((

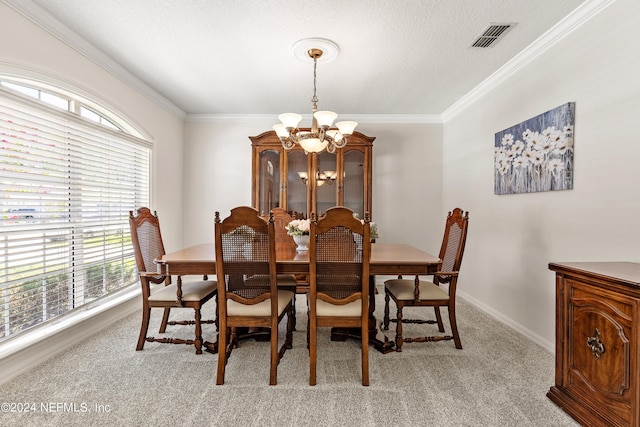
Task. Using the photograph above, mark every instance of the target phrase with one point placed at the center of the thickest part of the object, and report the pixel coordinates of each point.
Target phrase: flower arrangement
(373, 231)
(298, 227)
(373, 227)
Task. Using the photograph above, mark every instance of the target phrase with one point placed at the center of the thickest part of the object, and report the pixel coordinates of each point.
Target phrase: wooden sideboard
(597, 342)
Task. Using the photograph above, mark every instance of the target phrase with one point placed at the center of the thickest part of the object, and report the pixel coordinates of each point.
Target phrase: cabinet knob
(596, 346)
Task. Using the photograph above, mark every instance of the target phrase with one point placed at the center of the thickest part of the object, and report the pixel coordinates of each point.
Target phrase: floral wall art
(537, 154)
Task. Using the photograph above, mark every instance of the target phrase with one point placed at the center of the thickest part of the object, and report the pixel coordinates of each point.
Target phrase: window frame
(120, 131)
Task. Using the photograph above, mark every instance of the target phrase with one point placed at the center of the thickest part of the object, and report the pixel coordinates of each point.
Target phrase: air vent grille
(491, 35)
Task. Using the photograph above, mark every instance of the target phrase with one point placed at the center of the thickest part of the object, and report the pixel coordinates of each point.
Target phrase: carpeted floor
(499, 379)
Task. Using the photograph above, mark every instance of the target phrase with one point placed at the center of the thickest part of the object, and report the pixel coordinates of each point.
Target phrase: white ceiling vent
(492, 34)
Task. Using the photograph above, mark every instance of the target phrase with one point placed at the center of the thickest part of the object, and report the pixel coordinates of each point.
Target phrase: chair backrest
(453, 242)
(284, 242)
(245, 257)
(339, 254)
(147, 241)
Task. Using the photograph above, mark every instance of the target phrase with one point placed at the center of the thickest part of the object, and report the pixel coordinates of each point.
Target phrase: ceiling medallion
(321, 136)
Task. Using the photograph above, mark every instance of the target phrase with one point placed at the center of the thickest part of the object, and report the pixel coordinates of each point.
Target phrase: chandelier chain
(315, 98)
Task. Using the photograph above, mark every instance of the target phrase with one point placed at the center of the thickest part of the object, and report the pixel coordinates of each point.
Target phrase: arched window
(70, 172)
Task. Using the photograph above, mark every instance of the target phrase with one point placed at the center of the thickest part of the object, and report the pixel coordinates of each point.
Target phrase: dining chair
(147, 246)
(249, 293)
(420, 293)
(339, 253)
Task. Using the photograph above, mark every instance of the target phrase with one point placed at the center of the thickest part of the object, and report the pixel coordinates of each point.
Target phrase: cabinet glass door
(269, 170)
(296, 187)
(354, 181)
(326, 187)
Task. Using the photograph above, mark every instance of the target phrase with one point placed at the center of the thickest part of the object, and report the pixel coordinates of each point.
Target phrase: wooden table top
(386, 258)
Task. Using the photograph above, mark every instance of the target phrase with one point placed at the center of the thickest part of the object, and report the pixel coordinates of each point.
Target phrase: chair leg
(365, 353)
(386, 310)
(222, 355)
(273, 371)
(198, 340)
(313, 348)
(293, 312)
(290, 327)
(146, 313)
(399, 339)
(454, 326)
(165, 320)
(439, 318)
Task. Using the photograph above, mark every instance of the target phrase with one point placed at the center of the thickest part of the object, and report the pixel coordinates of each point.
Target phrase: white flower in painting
(520, 162)
(555, 166)
(507, 139)
(510, 155)
(529, 153)
(550, 132)
(501, 161)
(564, 145)
(537, 140)
(518, 146)
(538, 157)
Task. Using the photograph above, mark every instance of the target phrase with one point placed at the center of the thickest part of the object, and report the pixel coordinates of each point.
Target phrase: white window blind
(66, 188)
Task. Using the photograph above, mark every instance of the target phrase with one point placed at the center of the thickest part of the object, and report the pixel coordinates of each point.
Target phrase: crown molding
(44, 20)
(570, 23)
(273, 118)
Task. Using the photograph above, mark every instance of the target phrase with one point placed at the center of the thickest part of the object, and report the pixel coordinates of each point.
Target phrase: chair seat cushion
(284, 280)
(326, 309)
(402, 289)
(263, 308)
(191, 291)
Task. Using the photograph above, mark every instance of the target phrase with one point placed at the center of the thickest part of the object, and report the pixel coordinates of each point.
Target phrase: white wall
(512, 238)
(407, 178)
(28, 50)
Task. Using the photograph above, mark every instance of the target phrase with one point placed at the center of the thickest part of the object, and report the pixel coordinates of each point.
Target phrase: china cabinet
(313, 182)
(598, 342)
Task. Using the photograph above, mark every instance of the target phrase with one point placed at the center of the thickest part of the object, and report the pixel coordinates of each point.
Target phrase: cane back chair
(147, 245)
(340, 248)
(248, 294)
(419, 293)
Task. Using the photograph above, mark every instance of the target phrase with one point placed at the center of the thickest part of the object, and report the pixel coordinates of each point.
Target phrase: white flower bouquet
(298, 227)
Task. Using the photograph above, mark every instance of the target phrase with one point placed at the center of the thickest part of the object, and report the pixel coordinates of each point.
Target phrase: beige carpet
(499, 379)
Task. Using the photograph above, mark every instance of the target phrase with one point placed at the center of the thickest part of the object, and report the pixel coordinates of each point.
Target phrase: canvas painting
(537, 154)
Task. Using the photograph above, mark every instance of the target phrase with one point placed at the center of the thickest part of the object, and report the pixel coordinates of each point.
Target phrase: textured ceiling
(403, 57)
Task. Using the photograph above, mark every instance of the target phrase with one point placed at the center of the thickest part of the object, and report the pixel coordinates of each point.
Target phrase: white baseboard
(24, 352)
(547, 345)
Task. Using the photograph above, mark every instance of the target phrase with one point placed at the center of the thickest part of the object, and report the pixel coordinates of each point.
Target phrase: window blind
(66, 188)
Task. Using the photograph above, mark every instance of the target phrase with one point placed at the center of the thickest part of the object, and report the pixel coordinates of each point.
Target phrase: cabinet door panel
(354, 178)
(326, 191)
(296, 188)
(600, 352)
(269, 171)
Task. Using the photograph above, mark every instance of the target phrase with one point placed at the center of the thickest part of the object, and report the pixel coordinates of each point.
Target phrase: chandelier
(321, 136)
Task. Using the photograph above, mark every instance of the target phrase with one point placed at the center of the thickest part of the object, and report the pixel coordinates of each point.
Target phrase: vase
(302, 242)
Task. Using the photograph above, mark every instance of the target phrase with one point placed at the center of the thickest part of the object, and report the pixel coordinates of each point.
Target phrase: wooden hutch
(341, 179)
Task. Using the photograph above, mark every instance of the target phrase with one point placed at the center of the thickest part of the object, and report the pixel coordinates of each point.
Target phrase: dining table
(386, 259)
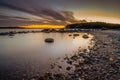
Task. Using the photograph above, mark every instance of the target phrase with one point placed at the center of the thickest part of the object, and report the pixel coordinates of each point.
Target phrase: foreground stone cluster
(101, 63)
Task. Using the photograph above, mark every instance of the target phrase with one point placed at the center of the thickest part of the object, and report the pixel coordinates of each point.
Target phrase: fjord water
(30, 54)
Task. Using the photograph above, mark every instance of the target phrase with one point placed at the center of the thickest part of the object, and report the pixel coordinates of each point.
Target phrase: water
(30, 54)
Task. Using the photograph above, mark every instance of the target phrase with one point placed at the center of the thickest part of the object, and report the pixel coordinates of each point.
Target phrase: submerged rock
(85, 36)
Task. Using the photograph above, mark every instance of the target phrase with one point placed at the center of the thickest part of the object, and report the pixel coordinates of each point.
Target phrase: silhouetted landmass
(94, 25)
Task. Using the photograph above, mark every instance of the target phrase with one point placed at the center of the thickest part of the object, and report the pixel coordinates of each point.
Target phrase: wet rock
(75, 35)
(68, 68)
(85, 36)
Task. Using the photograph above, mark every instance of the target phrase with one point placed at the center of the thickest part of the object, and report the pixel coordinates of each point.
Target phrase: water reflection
(29, 52)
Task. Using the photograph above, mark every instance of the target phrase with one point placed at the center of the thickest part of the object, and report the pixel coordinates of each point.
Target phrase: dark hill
(94, 25)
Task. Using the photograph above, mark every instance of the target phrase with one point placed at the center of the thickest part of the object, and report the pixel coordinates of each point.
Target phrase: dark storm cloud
(36, 8)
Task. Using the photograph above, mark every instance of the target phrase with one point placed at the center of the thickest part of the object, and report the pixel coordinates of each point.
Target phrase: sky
(57, 12)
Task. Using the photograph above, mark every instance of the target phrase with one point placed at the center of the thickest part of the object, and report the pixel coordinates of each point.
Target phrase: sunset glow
(43, 26)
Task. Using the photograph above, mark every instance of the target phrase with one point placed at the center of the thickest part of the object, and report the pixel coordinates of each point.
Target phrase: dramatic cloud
(21, 12)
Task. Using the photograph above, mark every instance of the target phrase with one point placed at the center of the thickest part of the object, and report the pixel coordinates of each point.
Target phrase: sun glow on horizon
(43, 26)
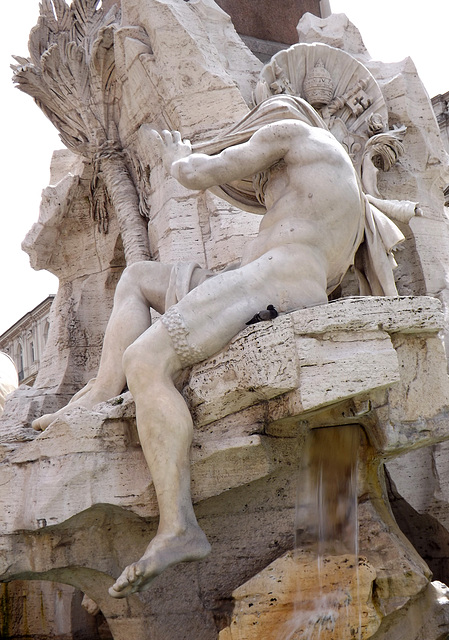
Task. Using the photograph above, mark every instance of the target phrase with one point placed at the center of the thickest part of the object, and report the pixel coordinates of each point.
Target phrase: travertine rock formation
(87, 505)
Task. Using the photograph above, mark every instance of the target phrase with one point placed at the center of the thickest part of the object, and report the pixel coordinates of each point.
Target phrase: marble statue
(313, 225)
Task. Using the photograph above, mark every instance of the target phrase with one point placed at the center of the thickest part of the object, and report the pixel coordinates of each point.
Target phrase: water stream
(327, 603)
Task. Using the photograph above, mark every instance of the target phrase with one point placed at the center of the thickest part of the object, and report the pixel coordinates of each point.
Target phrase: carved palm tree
(71, 75)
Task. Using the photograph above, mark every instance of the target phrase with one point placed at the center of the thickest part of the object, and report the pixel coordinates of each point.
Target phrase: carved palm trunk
(123, 196)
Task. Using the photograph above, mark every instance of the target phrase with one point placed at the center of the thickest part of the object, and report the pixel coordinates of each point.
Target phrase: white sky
(391, 29)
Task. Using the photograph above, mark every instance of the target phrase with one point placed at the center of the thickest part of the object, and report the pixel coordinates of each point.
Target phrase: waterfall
(327, 603)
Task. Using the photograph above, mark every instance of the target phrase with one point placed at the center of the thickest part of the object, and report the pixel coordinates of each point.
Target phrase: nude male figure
(306, 242)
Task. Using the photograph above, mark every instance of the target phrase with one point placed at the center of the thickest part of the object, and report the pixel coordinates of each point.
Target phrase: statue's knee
(133, 362)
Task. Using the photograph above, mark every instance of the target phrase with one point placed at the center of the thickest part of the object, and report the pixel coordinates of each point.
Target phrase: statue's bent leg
(165, 431)
(195, 328)
(141, 285)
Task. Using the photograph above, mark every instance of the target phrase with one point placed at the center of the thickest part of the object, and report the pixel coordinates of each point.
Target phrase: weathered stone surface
(296, 598)
(88, 505)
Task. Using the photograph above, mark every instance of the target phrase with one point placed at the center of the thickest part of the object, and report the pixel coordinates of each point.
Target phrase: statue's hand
(170, 145)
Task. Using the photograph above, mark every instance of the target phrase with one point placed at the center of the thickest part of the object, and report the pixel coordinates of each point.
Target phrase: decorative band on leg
(178, 332)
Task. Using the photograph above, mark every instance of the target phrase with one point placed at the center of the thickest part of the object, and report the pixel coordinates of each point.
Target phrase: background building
(24, 342)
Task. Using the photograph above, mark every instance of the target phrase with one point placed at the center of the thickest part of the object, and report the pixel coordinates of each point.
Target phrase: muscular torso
(312, 198)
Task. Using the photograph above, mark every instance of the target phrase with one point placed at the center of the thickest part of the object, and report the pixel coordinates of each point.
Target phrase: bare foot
(162, 552)
(87, 397)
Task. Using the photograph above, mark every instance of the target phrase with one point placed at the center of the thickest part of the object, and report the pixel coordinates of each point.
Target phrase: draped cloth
(373, 259)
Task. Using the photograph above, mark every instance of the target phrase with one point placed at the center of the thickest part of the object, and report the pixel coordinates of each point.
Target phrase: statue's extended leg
(165, 431)
(142, 285)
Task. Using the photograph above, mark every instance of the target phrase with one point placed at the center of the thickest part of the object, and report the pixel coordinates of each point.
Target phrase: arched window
(46, 330)
(20, 363)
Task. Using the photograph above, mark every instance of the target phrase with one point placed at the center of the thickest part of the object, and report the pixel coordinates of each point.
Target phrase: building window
(20, 364)
(46, 330)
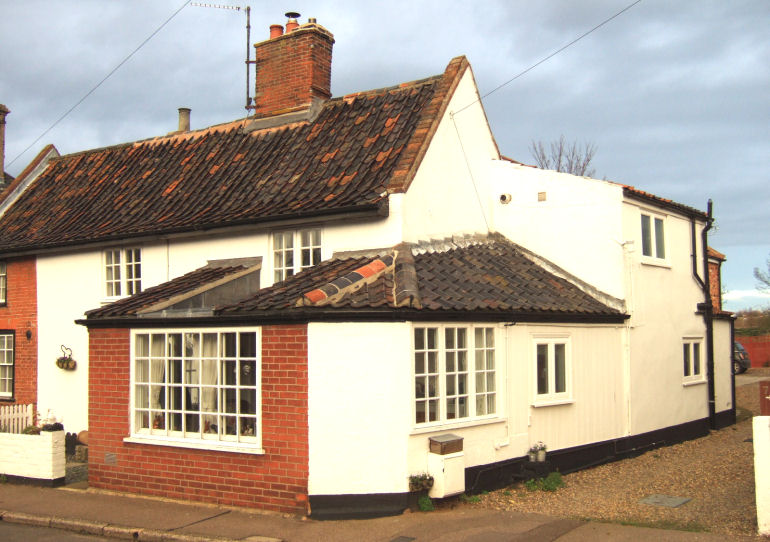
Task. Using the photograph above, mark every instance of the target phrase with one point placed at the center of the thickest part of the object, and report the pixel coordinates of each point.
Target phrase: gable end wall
(276, 480)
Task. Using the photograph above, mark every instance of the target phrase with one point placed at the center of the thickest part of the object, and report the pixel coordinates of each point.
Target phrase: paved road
(11, 532)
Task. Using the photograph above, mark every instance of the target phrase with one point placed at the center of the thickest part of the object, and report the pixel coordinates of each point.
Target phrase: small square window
(294, 251)
(122, 272)
(653, 237)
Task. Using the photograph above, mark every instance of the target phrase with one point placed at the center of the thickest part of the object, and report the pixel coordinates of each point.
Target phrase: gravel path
(716, 472)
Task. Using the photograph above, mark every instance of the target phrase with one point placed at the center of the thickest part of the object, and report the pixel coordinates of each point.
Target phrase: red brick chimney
(293, 68)
(3, 112)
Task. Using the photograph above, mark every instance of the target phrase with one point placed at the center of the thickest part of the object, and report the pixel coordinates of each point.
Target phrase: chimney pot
(276, 30)
(184, 119)
(292, 23)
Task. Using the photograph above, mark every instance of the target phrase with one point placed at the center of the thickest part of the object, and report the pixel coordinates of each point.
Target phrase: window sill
(216, 446)
(455, 425)
(655, 262)
(554, 402)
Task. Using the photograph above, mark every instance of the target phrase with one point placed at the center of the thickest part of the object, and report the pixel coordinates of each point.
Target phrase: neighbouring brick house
(299, 309)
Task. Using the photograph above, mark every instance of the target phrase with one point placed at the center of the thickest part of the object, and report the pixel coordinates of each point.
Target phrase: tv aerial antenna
(247, 10)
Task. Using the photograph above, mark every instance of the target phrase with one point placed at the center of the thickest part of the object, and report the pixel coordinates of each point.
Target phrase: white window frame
(234, 430)
(295, 250)
(122, 272)
(3, 283)
(658, 250)
(7, 364)
(552, 344)
(482, 359)
(693, 361)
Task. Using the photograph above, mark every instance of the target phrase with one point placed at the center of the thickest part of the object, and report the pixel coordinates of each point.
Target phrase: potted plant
(532, 453)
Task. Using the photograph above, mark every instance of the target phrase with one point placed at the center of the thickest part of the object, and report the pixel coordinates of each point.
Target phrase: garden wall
(37, 459)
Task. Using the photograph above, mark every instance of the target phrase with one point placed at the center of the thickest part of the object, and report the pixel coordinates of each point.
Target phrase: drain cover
(665, 500)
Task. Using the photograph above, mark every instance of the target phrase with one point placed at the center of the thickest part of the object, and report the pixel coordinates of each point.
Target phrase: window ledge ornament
(65, 361)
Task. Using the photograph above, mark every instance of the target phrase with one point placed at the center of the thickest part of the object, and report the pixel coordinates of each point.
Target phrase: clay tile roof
(489, 275)
(357, 149)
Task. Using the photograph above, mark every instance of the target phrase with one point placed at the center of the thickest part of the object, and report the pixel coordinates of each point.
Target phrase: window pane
(560, 369)
(646, 236)
(542, 368)
(696, 358)
(660, 246)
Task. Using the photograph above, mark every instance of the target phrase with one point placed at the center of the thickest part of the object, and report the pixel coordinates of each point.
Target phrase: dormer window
(123, 271)
(294, 251)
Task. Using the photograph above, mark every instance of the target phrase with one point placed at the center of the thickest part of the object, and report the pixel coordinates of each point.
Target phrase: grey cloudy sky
(675, 95)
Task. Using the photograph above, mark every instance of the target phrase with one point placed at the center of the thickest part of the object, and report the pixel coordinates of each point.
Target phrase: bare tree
(565, 157)
(763, 278)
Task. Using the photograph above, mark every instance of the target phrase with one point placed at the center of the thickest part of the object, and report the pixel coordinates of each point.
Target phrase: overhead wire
(116, 68)
(536, 64)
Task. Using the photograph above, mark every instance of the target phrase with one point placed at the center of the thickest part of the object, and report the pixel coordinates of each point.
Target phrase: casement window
(294, 251)
(692, 358)
(455, 373)
(6, 364)
(553, 377)
(200, 387)
(653, 236)
(123, 271)
(3, 283)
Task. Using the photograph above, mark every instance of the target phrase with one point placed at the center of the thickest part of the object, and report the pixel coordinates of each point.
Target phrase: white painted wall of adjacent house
(663, 296)
(446, 196)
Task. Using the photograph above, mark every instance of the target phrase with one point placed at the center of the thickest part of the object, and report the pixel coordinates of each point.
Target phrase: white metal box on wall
(448, 473)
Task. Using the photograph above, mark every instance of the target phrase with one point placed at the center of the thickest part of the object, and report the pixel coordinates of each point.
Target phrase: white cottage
(300, 309)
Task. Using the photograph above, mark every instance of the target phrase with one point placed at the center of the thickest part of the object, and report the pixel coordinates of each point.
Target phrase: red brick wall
(276, 480)
(292, 69)
(19, 314)
(758, 348)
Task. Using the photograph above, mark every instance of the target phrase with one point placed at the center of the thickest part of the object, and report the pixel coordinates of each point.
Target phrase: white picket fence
(14, 418)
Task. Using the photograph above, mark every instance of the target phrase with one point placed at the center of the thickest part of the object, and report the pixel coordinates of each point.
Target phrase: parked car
(741, 361)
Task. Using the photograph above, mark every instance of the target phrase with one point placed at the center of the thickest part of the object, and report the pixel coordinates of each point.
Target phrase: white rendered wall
(360, 397)
(577, 226)
(664, 300)
(33, 456)
(444, 197)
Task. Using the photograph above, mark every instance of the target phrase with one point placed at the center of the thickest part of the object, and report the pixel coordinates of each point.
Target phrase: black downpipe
(708, 317)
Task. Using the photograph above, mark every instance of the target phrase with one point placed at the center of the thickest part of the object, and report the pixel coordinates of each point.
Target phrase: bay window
(197, 386)
(455, 373)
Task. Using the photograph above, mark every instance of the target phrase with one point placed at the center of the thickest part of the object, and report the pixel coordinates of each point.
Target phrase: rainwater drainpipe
(707, 309)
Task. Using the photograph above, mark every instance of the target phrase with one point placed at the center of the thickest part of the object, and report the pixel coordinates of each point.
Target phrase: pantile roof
(464, 276)
(356, 150)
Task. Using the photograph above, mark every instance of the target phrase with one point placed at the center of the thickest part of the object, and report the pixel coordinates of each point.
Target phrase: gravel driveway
(716, 472)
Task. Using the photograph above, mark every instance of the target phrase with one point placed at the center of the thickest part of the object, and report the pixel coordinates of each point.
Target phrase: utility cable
(536, 64)
(116, 68)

))

* Exercise brief *
Please gather every line in the listing above that contains the string "chimney", and copy each one out. Case counts when matching.

* Solution to this exercise *
Target phrase: red brick chimney
Target phrase: chimney pot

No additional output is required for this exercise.